╭─ INPUT FOR THIS TASK

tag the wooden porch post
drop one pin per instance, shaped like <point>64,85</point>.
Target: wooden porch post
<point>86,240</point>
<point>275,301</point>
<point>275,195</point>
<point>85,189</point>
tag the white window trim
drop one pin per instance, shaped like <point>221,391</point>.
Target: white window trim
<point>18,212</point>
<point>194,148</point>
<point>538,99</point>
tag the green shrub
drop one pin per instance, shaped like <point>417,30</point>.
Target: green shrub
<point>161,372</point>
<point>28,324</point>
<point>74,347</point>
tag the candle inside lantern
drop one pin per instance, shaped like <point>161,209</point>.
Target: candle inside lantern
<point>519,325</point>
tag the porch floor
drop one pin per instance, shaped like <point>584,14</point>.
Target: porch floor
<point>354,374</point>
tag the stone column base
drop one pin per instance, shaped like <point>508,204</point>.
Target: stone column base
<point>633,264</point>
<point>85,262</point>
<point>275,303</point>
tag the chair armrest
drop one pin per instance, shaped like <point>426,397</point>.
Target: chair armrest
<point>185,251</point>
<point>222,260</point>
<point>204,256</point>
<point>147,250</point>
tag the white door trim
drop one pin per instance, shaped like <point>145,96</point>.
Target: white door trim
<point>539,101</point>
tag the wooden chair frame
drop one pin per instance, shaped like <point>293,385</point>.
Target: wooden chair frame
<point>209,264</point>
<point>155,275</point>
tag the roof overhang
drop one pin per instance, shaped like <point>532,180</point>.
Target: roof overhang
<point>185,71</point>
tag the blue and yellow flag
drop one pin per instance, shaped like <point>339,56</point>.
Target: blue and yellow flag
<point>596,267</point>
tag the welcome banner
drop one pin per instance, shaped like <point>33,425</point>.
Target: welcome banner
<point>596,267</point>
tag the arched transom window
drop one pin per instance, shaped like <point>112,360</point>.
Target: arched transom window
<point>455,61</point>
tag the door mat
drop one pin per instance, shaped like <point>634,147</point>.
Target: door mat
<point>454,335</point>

╰─

WORK ITEM: Please write out the data again exactly as it stands.

TASK RESPONSE:
tag the wooden porch post
drop one pin per instance, shaped like <point>64,85</point>.
Target: wooden porch post
<point>86,240</point>
<point>275,301</point>
<point>275,195</point>
<point>85,189</point>
tag the white window trim
drop one pin per instance, shaped like <point>221,391</point>.
Target: white window trim
<point>18,212</point>
<point>194,148</point>
<point>538,99</point>
tag the green shrub
drop one pin per instance, shaped like <point>417,30</point>.
Target: green shrub
<point>161,372</point>
<point>28,324</point>
<point>74,347</point>
tag the candle inside lantern
drop one pin per instance, shaped like <point>161,209</point>.
Target: candle inside lantern
<point>519,325</point>
tag the porch floor
drop one pin per instance, shaped like <point>584,14</point>.
Target: porch floor
<point>354,374</point>
tag the stone column base
drop one pin per instance, shaped like <point>508,204</point>.
Target: stone column base
<point>633,264</point>
<point>85,262</point>
<point>275,303</point>
tag the chair armrest
drop one pin per instance, shaped like <point>426,397</point>.
Target: chair armrest
<point>185,251</point>
<point>222,260</point>
<point>204,256</point>
<point>147,250</point>
tag the white door trim
drop one pin per instance, shaped like <point>145,96</point>.
Target: white door trim
<point>539,101</point>
tag the wooden chair frame
drop one pin per instance, shaped like <point>293,385</point>.
Target: wooden chair frame
<point>209,264</point>
<point>155,275</point>
tag the roof overhang
drop one pin per instance, shaped like <point>532,180</point>.
Target: roof overhang
<point>185,71</point>
tag the blue and yellow flag
drop one pin per instance, shaped like <point>339,56</point>.
Target: blue and yellow flag
<point>596,267</point>
tag the welcome banner
drop one pin per instance, shaped like <point>33,425</point>.
Target: welcome banner
<point>596,267</point>
tag the arched transom window
drop one pin per instance, shaped like <point>112,360</point>.
Target: arched transom window
<point>455,61</point>
tag the door mat
drop one pin per instance, shaped like <point>634,147</point>.
Target: door mat
<point>454,335</point>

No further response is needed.